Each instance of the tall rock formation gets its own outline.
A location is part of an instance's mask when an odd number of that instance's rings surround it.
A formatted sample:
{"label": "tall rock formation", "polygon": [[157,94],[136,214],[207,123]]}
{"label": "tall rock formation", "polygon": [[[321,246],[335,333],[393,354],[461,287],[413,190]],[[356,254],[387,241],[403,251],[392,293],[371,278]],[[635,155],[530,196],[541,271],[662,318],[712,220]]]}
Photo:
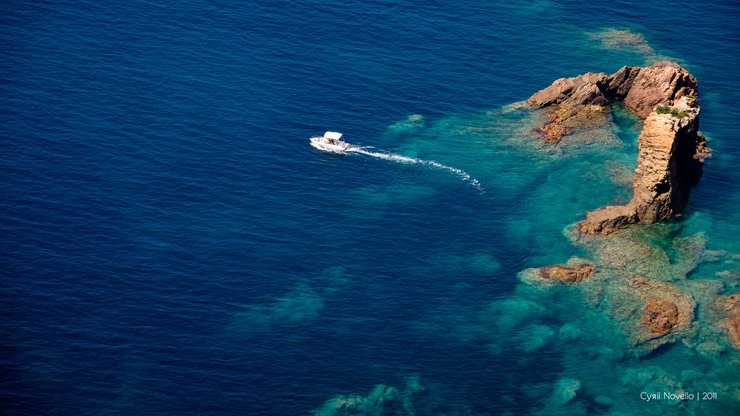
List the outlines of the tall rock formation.
{"label": "tall rock formation", "polygon": [[632,200],[589,212],[579,224],[581,232],[609,234],[681,211],[710,152],[699,133],[696,94],[696,78],[680,65],[662,61],[647,68],[625,66],[610,76],[562,78],[527,100],[549,112],[549,121],[541,128],[549,143],[574,129],[608,122],[608,104],[613,100],[623,100],[645,118]]}

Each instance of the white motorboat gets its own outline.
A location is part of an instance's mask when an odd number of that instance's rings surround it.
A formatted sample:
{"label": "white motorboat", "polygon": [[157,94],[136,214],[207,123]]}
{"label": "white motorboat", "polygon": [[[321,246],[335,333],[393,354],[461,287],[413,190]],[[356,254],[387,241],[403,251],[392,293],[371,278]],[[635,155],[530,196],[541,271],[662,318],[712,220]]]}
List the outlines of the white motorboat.
{"label": "white motorboat", "polygon": [[323,136],[311,137],[311,146],[324,152],[344,153],[349,143],[342,141],[342,133],[327,131]]}

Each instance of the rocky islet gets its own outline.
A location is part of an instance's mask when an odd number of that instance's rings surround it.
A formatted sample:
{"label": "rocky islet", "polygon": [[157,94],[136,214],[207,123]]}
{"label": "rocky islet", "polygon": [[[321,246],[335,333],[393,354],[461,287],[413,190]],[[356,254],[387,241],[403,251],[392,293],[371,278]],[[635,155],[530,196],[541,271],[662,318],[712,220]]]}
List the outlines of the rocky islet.
{"label": "rocky islet", "polygon": [[[651,277],[646,277],[639,271],[654,269],[655,249],[648,250],[637,243],[640,238],[635,236],[639,231],[625,236],[615,232],[632,224],[675,218],[685,207],[691,188],[701,177],[703,163],[711,155],[699,132],[701,109],[697,96],[698,82],[693,75],[674,62],[661,61],[650,67],[625,66],[612,75],[586,73],[562,78],[527,100],[527,104],[545,115],[535,131],[549,145],[567,145],[564,139],[579,131],[599,134],[599,129],[611,122],[614,102],[622,102],[644,119],[631,200],[590,211],[572,229],[574,243],[590,247],[596,261],[573,258],[567,264],[527,269],[520,275],[529,284],[578,283],[587,296],[590,293],[596,298],[604,299],[603,293],[607,293],[607,301],[596,304],[623,323],[629,343],[639,354],[694,332],[696,300],[684,288],[686,285],[676,284],[676,279],[685,279],[696,264],[685,267],[686,270],[676,269],[673,276],[664,269],[657,274],[651,270]],[[642,246],[645,247],[639,249]],[[623,248],[633,255],[615,257],[615,253],[624,252]],[[670,260],[661,254],[658,263],[667,266]],[[609,281],[581,286],[591,280],[596,270]],[[594,289],[599,284],[604,288]],[[713,306],[719,311],[720,327],[730,342],[740,348],[737,294],[720,296]]]}
{"label": "rocky islet", "polygon": [[645,120],[638,139],[632,199],[591,211],[580,223],[587,234],[609,234],[630,224],[653,223],[679,213],[701,177],[711,150],[699,133],[698,82],[674,62],[625,66],[612,75],[561,78],[527,103],[546,112],[536,129],[545,143],[559,143],[577,130],[610,123],[609,104],[623,102]]}

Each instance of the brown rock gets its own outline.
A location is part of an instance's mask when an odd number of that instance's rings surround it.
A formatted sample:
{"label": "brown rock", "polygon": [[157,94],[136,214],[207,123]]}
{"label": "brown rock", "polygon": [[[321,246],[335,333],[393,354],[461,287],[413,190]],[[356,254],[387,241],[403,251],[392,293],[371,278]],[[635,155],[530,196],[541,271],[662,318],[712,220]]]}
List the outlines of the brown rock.
{"label": "brown rock", "polygon": [[696,93],[696,78],[674,62],[661,61],[647,68],[625,66],[610,76],[588,72],[560,78],[534,93],[527,103],[538,108],[554,107],[549,122],[539,130],[546,143],[555,143],[579,125],[588,124],[584,121],[594,118],[589,113],[608,106],[610,100],[624,100],[625,106],[645,118],[658,104]]}
{"label": "brown rock", "polygon": [[637,211],[631,204],[601,207],[586,214],[578,223],[584,234],[609,234],[638,222]]}
{"label": "brown rock", "polygon": [[647,68],[622,67],[598,84],[604,96],[624,100],[627,108],[647,117],[658,104],[667,104],[684,96],[695,97],[698,83],[675,62],[661,61]]}
{"label": "brown rock", "polygon": [[624,100],[626,107],[645,118],[632,200],[589,212],[579,224],[581,232],[609,234],[681,211],[711,154],[698,131],[696,94],[696,78],[674,62],[661,61],[646,68],[625,66],[610,76],[589,72],[561,78],[529,97],[527,103],[549,111],[548,121],[538,129],[545,143],[557,143],[577,129],[607,124],[609,100]]}
{"label": "brown rock", "polygon": [[623,66],[599,84],[599,88],[605,96],[623,100],[632,87],[637,74],[640,73],[640,69],[642,68],[636,66]]}
{"label": "brown rock", "polygon": [[723,317],[722,326],[727,331],[730,342],[740,349],[740,293],[720,296],[715,302],[715,308]]}
{"label": "brown rock", "polygon": [[694,154],[699,109],[680,104],[671,109],[685,113],[684,117],[653,112],[638,139],[633,201],[641,222],[663,220],[679,211],[698,180]]}
{"label": "brown rock", "polygon": [[667,114],[653,111],[645,119],[637,141],[632,200],[589,212],[579,224],[581,232],[609,234],[630,224],[668,219],[683,209],[711,152],[698,134],[699,108],[691,104],[684,97],[666,106]]}
{"label": "brown rock", "polygon": [[540,277],[547,280],[554,280],[563,283],[575,283],[591,277],[591,274],[593,274],[595,270],[596,267],[590,263],[581,263],[576,266],[556,264],[554,266],[540,268],[539,274]]}
{"label": "brown rock", "polygon": [[694,319],[694,298],[669,283],[632,279],[624,288],[623,296],[629,302],[642,304],[639,318],[635,317],[638,324],[632,341],[648,350],[675,340],[679,333],[686,333]]}
{"label": "brown rock", "polygon": [[[597,82],[603,82],[606,79],[606,74],[599,72],[595,74],[588,72],[583,75],[578,75],[572,78],[560,78],[553,82],[549,87],[544,88],[534,93],[527,103],[535,105],[537,107],[547,107],[552,104],[560,104],[574,95],[573,93],[583,86],[593,85]],[[583,91],[577,94],[577,98],[583,99]]]}
{"label": "brown rock", "polygon": [[648,298],[640,323],[648,326],[656,336],[666,335],[678,324],[678,307],[669,300]]}
{"label": "brown rock", "polygon": [[545,143],[557,143],[568,134],[569,129],[562,124],[556,114],[550,114],[548,118],[550,121],[542,126],[540,132],[545,136]]}
{"label": "brown rock", "polygon": [[545,143],[557,143],[576,128],[608,122],[603,116],[603,107],[609,102],[597,86],[606,78],[604,73],[591,72],[561,78],[529,97],[527,103],[531,105],[539,108],[552,106],[548,121],[539,129]]}
{"label": "brown rock", "polygon": [[697,134],[697,142],[696,142],[696,151],[694,152],[694,160],[698,161],[699,163],[704,163],[704,161],[712,156],[712,149],[707,146],[707,139],[704,137],[703,134],[698,133]]}
{"label": "brown rock", "polygon": [[[617,74],[619,72],[614,75]],[[697,87],[696,78],[680,65],[661,61],[638,71],[624,96],[624,105],[645,118],[658,104],[666,104],[687,95],[696,96]]]}

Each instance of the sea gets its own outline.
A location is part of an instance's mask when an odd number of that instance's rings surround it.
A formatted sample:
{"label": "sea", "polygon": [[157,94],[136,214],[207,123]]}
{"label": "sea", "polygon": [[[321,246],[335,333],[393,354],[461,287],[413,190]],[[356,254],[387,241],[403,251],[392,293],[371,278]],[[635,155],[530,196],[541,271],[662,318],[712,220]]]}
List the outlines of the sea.
{"label": "sea", "polygon": [[[4,1],[0,414],[737,415],[713,305],[740,273],[739,19]],[[600,301],[618,282],[522,279],[602,267],[572,225],[629,199],[642,121],[615,103],[610,134],[543,145],[517,103],[665,59],[699,80],[714,153],[681,216],[636,228],[667,259],[642,272],[696,301],[693,332],[645,352],[640,311]],[[353,151],[310,146],[325,131]]]}

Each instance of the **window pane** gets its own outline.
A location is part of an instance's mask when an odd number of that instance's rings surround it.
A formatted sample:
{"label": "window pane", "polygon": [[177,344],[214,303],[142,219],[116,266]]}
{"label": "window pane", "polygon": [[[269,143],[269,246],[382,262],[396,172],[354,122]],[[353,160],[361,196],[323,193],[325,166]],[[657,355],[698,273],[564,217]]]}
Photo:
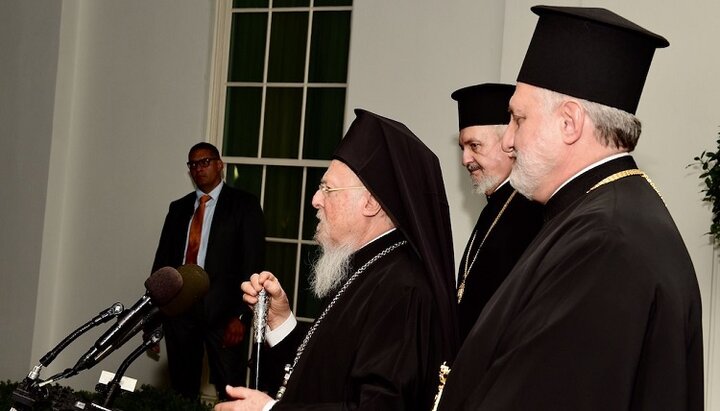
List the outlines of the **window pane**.
{"label": "window pane", "polygon": [[262,88],[228,87],[223,154],[257,157]]}
{"label": "window pane", "polygon": [[320,6],[352,6],[352,0],[315,0],[315,7]]}
{"label": "window pane", "polygon": [[263,157],[298,158],[301,110],[301,88],[267,89]]}
{"label": "window pane", "polygon": [[248,164],[225,164],[225,181],[235,187],[252,193],[260,199],[263,166]]}
{"label": "window pane", "polygon": [[228,81],[263,80],[267,13],[234,13]]}
{"label": "window pane", "polygon": [[273,13],[268,81],[302,82],[308,13]]}
{"label": "window pane", "polygon": [[[332,1],[332,0],[331,0]],[[233,0],[233,8],[267,7],[268,0]]]}
{"label": "window pane", "polygon": [[280,285],[290,300],[292,307],[295,290],[295,259],[297,244],[265,242],[265,267],[280,280]]}
{"label": "window pane", "polygon": [[344,83],[347,81],[349,45],[349,11],[315,12],[308,81],[311,83]]}
{"label": "window pane", "polygon": [[325,174],[326,168],[308,167],[307,178],[305,181],[305,209],[303,210],[303,240],[312,240],[315,237],[315,227],[317,227],[318,219],[317,210],[312,205],[312,198],[317,191],[318,184]]}
{"label": "window pane", "polygon": [[342,138],[344,88],[308,88],[303,158],[330,160]]}
{"label": "window pane", "polygon": [[312,263],[318,256],[319,246],[303,245],[300,255],[300,282],[298,285],[297,313],[300,317],[316,318],[320,315],[320,301],[310,288]]}
{"label": "window pane", "polygon": [[301,187],[301,167],[267,167],[263,211],[268,237],[297,238]]}
{"label": "window pane", "polygon": [[310,0],[273,0],[273,7],[308,7]]}

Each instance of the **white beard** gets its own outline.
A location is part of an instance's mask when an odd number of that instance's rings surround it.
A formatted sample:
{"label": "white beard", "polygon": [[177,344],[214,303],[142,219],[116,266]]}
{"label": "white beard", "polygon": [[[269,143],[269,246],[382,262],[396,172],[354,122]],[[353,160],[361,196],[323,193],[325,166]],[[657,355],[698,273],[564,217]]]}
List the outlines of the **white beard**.
{"label": "white beard", "polygon": [[310,286],[318,298],[328,295],[347,279],[350,271],[350,257],[355,252],[351,246],[339,247],[320,245],[320,257],[313,263]]}
{"label": "white beard", "polygon": [[523,196],[533,200],[535,194],[547,178],[555,164],[557,156],[552,152],[548,139],[543,136],[539,143],[525,151],[515,152],[515,164],[510,173],[510,184]]}

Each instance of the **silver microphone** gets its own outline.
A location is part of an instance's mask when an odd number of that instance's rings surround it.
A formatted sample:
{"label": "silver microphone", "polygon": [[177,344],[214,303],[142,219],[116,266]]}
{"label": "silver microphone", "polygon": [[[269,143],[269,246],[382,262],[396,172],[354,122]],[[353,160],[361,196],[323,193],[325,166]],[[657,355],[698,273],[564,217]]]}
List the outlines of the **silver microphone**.
{"label": "silver microphone", "polygon": [[267,325],[268,297],[263,288],[258,293],[258,301],[255,303],[253,315],[253,337],[255,339],[255,389],[260,387],[260,351],[265,342],[265,327]]}

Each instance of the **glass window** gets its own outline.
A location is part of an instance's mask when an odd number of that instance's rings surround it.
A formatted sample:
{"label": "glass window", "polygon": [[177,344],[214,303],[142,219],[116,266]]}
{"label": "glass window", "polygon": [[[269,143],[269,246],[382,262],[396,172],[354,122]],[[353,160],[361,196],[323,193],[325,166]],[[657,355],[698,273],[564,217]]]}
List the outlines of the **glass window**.
{"label": "glass window", "polygon": [[267,89],[263,157],[298,158],[302,93],[297,87]]}
{"label": "glass window", "polygon": [[315,13],[308,80],[311,83],[344,83],[347,80],[349,43],[349,11]]}
{"label": "glass window", "polygon": [[225,105],[224,156],[257,157],[262,88],[229,87]]}
{"label": "glass window", "polygon": [[308,16],[306,12],[272,14],[268,81],[302,83]]}
{"label": "glass window", "polygon": [[225,181],[235,188],[262,198],[262,172],[263,166],[248,164],[226,164]]}
{"label": "glass window", "polygon": [[345,88],[309,88],[303,158],[328,159],[342,138]]}
{"label": "glass window", "polygon": [[267,13],[236,13],[230,33],[229,81],[262,81]]}
{"label": "glass window", "polygon": [[[333,2],[334,0],[330,0]],[[268,0],[233,0],[233,8],[254,8],[254,7],[267,7]]]}
{"label": "glass window", "polygon": [[268,237],[297,238],[302,171],[300,167],[267,167],[263,211]]}
{"label": "glass window", "polygon": [[266,269],[301,321],[318,252],[312,198],[342,138],[351,0],[218,0],[210,140],[265,213]]}

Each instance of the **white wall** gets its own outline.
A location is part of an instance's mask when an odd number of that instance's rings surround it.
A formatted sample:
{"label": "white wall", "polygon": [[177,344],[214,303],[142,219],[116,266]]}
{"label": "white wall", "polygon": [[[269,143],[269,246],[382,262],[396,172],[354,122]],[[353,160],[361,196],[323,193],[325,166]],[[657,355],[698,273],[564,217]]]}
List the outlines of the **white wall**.
{"label": "white wall", "polygon": [[[404,122],[438,154],[457,260],[484,201],[470,193],[459,164],[449,95],[474,83],[514,82],[536,22],[534,2],[355,3],[348,124],[354,107],[369,109]],[[663,193],[698,273],[714,392],[716,257],[704,235],[710,213],[698,172],[685,165],[714,149],[720,126],[713,44],[720,4],[592,5],[671,43],[656,53],[647,80],[636,157]],[[23,377],[82,321],[142,293],[167,204],[191,189],[186,151],[206,134],[214,9],[213,0],[0,2],[0,379]],[[43,376],[72,365],[96,337],[68,348]],[[130,348],[67,383],[92,390],[99,368],[114,371]],[[128,375],[160,383],[162,369],[141,357]],[[711,396],[708,409],[720,409],[718,401]]]}
{"label": "white wall", "polygon": [[[35,361],[114,301],[143,294],[168,203],[192,190],[187,150],[207,124],[213,2],[62,4]],[[43,375],[71,366],[98,335]],[[132,348],[67,383],[94,389],[100,368],[115,371]],[[163,370],[141,357],[127,374],[159,383]]]}
{"label": "white wall", "polygon": [[29,370],[59,26],[55,1],[0,2],[0,378]]}
{"label": "white wall", "polygon": [[346,121],[361,107],[398,120],[443,166],[458,261],[485,204],[471,192],[450,94],[500,81],[504,1],[359,0],[353,10]]}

Requirement
From the listing above, copy every line that includes the word "Each".

Task output
Each instance of the tall rock formation gets its own outline.
Each instance of the white motorboat gets its own outline.
Each instance of the rocky islet gets its own outline.
Each instance of the brown rock gets its own outline.
Each instance of the sea gets its own outline.
Each instance of the **window pane** gets its own outline.
Each instance of the **white beard** gets its own outline.
Each instance of the **silver microphone** gets its own outline.
Each instance of the **glass window** gets its own outline.
Each instance of the **white wall** gets its own outline.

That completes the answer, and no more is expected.